■ Your assignment
Beginning with the line where "the stone arch" appears, restate each line word for word until the data ends. Pictures do not go in.

[Photo-based referring expression data]
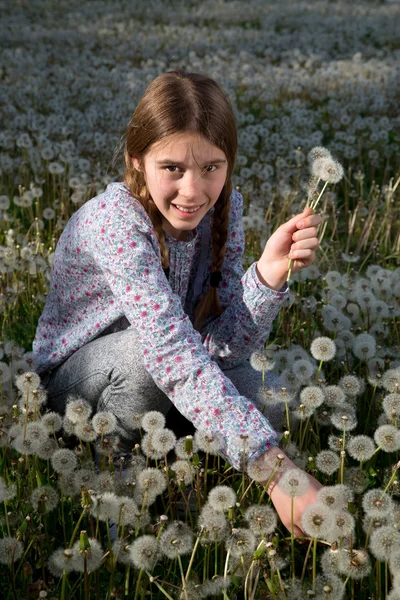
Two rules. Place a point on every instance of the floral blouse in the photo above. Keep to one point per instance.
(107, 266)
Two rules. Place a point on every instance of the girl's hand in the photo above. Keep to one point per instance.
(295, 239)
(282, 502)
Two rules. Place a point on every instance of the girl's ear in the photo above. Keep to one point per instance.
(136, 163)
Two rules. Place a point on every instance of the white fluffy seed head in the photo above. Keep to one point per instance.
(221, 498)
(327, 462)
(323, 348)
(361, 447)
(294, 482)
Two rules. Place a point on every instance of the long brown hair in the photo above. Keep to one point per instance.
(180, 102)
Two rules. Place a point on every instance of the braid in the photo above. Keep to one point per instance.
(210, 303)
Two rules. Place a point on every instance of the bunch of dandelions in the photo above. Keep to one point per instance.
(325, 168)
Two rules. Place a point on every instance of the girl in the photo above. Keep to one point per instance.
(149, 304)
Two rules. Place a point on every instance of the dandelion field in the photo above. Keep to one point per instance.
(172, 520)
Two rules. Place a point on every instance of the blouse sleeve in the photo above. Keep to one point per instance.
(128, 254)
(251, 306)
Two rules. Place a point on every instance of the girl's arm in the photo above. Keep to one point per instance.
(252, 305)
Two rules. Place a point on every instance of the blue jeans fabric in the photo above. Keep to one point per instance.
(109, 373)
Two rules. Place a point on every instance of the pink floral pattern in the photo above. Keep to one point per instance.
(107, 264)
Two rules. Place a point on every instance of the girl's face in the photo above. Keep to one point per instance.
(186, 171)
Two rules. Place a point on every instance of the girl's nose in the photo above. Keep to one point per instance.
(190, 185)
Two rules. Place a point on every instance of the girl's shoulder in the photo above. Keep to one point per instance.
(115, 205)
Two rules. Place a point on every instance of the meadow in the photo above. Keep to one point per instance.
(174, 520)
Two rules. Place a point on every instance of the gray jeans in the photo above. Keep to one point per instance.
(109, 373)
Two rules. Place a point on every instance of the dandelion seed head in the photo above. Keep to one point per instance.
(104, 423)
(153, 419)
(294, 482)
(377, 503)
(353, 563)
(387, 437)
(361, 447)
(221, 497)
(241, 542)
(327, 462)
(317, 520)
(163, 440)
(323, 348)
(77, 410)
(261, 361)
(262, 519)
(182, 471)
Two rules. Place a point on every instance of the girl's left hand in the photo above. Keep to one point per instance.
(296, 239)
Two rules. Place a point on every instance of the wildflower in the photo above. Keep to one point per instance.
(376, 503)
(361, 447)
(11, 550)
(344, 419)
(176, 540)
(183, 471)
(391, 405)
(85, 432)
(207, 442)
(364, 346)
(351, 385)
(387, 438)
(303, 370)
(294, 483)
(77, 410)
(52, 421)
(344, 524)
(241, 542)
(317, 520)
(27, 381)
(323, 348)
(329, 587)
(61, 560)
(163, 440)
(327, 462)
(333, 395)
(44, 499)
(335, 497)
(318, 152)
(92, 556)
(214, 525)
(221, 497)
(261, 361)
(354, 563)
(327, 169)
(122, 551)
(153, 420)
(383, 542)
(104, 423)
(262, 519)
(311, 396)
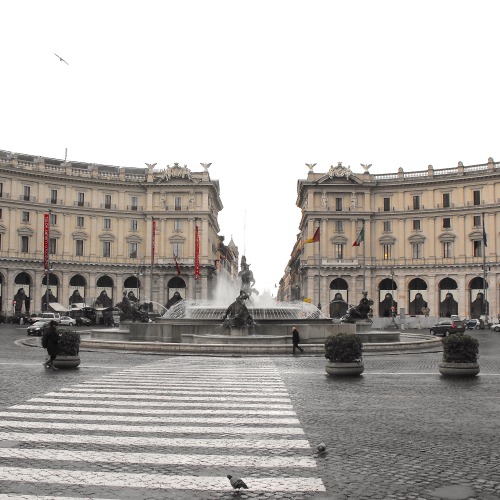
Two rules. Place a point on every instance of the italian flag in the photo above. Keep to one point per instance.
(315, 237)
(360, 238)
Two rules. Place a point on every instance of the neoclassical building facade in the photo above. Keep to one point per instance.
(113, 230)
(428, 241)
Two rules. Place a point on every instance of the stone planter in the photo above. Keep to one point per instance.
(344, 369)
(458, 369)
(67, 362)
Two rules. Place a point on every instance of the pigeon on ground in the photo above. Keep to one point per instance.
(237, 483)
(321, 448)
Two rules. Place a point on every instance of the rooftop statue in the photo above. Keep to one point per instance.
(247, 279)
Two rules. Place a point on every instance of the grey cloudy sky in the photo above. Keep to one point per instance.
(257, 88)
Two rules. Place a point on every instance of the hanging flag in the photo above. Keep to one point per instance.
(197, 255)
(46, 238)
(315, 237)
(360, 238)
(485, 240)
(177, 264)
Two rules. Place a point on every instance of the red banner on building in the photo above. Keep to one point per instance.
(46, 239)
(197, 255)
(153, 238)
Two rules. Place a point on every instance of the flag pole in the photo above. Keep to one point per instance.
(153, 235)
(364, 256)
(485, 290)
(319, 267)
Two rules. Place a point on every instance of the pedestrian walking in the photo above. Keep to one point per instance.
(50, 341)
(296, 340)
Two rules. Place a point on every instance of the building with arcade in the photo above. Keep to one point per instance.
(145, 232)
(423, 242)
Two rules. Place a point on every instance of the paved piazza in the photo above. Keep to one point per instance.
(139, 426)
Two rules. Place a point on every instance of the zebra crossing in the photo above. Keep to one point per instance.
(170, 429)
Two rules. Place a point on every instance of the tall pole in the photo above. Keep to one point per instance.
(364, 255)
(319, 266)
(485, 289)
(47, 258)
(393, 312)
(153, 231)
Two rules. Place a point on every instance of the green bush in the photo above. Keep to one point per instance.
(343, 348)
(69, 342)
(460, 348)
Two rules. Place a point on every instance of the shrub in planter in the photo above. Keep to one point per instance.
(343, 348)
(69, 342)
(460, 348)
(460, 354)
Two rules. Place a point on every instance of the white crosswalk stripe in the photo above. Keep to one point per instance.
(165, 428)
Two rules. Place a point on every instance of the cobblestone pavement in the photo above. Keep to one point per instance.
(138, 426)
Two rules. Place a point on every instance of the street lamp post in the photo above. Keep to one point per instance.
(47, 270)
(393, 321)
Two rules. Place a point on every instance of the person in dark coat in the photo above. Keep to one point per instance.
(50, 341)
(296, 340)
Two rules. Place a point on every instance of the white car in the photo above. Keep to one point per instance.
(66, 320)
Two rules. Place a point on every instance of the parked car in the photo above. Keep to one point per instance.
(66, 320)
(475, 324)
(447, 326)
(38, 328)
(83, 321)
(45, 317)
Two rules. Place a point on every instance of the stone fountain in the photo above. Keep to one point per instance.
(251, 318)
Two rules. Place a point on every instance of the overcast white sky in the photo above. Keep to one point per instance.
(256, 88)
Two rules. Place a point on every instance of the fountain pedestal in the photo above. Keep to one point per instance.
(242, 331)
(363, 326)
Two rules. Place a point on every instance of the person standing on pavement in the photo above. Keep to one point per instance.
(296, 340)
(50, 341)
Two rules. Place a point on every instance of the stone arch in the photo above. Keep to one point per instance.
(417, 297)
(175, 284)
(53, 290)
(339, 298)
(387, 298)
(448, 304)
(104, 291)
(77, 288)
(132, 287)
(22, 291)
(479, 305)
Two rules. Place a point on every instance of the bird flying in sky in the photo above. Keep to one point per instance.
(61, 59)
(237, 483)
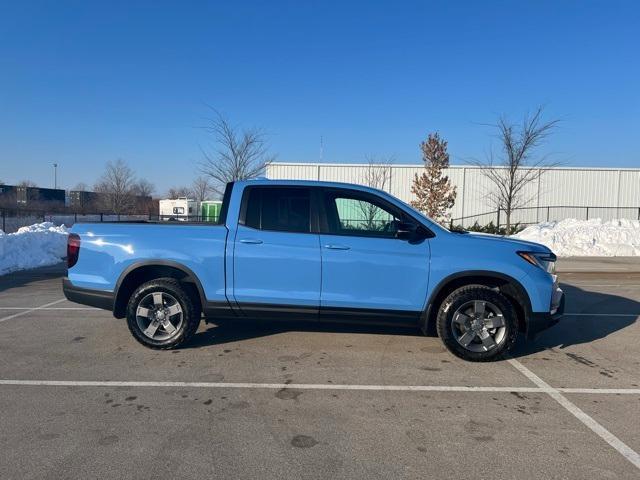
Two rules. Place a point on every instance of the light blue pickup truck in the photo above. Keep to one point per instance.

■ Task result
Two rules. Place a point on every instance of the stone arch in the photo above. Keep to one point per instance.
(417, 297)
(175, 284)
(53, 290)
(339, 298)
(387, 298)
(448, 304)
(104, 291)
(77, 288)
(132, 287)
(22, 291)
(479, 305)
Two rules. Place a point on every instance of the bird flying in sky in the photo above. Keep to one point per instance.
(61, 59)
(237, 483)
Two rules. Place a point on every instance of the light blue pickup truck in the photo above. Keep to one point per instance.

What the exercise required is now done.